- [TASK INSTRUCTIONS]
Report every line in the entries that contains the string "sign".

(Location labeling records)
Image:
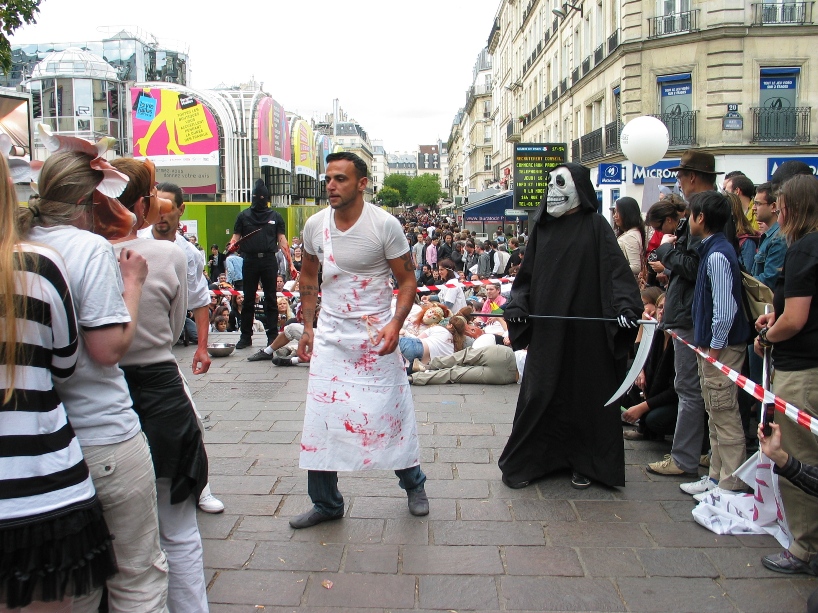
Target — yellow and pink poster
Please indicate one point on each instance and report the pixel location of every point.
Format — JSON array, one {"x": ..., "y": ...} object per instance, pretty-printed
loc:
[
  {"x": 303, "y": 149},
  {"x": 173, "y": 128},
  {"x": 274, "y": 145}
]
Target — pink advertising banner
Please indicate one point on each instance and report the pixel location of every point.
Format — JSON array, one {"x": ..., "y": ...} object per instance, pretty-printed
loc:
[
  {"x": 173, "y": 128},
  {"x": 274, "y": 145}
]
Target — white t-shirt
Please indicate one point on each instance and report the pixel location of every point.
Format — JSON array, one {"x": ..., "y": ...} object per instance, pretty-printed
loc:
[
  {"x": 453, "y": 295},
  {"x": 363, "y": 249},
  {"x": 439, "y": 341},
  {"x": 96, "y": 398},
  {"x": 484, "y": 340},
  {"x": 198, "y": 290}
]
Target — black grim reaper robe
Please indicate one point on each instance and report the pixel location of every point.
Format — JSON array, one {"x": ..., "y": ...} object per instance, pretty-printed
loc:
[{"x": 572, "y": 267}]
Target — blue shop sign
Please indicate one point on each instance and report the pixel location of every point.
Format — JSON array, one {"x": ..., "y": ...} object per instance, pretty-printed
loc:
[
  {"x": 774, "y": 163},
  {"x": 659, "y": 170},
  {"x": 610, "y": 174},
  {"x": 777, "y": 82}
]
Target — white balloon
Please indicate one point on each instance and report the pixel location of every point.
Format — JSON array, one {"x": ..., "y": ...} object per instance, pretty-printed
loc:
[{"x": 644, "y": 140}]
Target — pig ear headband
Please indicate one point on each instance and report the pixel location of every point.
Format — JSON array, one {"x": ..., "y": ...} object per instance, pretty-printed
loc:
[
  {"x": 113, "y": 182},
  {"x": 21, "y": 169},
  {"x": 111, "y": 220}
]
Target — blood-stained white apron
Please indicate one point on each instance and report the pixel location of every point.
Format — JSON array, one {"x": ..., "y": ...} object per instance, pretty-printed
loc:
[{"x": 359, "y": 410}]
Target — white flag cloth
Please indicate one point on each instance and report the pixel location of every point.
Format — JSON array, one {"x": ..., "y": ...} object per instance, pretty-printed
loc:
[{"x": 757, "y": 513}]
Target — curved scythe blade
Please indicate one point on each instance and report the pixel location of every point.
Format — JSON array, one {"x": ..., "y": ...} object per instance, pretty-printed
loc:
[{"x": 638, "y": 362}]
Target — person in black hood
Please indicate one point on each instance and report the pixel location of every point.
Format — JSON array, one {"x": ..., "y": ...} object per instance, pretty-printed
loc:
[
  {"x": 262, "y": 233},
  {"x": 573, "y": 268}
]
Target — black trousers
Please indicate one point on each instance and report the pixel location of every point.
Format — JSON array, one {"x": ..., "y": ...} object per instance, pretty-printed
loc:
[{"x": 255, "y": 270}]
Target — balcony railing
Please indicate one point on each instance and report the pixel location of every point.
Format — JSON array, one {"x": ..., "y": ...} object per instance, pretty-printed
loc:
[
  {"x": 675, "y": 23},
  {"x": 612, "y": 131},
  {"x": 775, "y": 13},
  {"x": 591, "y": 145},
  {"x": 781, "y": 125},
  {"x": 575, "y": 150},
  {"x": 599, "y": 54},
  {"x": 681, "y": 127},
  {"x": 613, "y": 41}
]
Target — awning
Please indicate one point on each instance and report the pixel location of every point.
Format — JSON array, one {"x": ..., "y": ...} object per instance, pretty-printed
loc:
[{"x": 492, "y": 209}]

==

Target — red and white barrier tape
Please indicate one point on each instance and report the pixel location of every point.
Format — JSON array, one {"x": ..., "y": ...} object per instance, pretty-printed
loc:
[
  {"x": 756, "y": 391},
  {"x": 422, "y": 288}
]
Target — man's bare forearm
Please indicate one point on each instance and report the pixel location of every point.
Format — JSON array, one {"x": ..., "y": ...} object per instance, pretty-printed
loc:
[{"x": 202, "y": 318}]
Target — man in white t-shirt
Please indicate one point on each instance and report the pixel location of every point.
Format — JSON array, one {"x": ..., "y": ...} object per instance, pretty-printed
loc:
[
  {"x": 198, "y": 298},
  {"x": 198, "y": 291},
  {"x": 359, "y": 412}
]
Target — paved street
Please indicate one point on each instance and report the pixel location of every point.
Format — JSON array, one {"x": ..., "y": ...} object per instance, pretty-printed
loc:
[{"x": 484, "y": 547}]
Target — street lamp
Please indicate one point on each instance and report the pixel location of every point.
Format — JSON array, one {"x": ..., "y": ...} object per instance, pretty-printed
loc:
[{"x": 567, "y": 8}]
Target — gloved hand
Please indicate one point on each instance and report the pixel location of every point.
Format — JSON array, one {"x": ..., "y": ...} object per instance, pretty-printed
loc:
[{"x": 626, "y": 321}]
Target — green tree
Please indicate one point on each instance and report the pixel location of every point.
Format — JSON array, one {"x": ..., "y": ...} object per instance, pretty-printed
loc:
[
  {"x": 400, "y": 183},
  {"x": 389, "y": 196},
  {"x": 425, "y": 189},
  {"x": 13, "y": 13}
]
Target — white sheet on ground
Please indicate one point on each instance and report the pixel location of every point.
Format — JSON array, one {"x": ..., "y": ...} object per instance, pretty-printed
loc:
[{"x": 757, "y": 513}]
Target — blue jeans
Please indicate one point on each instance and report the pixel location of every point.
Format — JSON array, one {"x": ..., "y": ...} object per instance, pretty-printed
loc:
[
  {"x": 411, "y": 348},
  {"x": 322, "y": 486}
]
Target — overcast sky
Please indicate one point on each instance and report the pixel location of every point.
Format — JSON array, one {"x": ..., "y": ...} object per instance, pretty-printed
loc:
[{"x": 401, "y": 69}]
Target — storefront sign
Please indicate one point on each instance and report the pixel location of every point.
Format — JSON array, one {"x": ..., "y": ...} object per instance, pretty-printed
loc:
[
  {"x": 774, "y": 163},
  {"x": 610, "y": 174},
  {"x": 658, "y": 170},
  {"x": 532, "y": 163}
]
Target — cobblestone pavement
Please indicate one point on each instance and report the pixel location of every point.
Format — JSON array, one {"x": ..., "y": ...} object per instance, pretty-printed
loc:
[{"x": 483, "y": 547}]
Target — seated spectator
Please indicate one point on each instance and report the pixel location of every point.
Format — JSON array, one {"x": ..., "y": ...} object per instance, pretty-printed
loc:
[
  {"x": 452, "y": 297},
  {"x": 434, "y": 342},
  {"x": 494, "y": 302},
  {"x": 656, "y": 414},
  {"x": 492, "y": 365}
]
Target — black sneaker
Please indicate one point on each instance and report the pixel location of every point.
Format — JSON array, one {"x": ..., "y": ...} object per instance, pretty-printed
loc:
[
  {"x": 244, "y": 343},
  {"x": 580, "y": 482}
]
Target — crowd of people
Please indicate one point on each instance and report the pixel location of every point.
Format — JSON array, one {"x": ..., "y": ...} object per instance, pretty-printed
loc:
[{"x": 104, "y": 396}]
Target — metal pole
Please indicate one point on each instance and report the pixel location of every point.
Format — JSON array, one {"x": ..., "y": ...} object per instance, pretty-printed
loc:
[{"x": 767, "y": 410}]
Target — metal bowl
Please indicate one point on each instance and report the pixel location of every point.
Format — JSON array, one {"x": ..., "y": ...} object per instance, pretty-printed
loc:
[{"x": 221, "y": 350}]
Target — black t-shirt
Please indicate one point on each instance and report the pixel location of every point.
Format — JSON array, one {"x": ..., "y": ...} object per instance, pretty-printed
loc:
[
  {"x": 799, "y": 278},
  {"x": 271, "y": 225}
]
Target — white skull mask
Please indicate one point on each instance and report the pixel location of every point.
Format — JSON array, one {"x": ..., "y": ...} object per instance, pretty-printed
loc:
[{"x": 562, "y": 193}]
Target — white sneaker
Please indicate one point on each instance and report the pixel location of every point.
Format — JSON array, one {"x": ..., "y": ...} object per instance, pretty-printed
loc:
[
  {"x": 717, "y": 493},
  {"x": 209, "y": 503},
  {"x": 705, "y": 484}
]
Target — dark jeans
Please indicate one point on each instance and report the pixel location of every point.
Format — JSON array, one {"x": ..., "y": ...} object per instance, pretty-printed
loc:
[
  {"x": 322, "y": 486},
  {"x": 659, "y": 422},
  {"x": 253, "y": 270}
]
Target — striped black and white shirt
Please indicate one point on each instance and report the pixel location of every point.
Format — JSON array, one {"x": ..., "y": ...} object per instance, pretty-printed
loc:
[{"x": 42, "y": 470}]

- [REPLY]
Target — blue shop sign
Target — storefront sign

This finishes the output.